- Travail à faire -
Relevez chaque ligne des entrées qui contient la chaîne "cabinet", en tenant compte de la casse.

(Entrées d'une collection)
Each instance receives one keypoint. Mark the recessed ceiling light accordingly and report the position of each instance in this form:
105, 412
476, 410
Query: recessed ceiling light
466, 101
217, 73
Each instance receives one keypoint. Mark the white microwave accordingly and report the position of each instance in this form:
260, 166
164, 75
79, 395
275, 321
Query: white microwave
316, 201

==

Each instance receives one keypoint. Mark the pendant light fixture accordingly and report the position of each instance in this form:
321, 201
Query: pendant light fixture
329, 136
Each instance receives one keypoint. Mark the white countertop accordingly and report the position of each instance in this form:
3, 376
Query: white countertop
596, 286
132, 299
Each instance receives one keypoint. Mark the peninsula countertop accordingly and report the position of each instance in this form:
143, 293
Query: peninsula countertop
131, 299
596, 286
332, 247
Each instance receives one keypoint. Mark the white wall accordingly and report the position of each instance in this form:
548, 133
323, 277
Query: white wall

* * *

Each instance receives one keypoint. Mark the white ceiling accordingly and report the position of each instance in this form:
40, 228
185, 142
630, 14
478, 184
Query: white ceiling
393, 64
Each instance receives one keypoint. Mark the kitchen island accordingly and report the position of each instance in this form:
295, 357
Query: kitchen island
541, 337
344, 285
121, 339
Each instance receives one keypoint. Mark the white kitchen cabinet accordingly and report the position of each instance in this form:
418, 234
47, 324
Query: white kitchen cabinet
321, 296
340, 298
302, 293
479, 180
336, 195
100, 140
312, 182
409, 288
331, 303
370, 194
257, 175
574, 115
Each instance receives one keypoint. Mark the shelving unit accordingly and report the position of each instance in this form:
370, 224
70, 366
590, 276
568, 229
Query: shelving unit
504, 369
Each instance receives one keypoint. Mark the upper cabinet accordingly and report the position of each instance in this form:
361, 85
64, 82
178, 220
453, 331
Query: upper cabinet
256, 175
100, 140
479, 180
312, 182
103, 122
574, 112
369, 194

- Réponse -
Each instance receives one keypoint. Mark the white kitchen cabinet accordingly and report the position of each instance in this form:
Query: white kitchen cabinet
Each instance receives one keypoint. Mark the upper cabinet accordingly and report the position of each instance in this form:
Query: upper cabinet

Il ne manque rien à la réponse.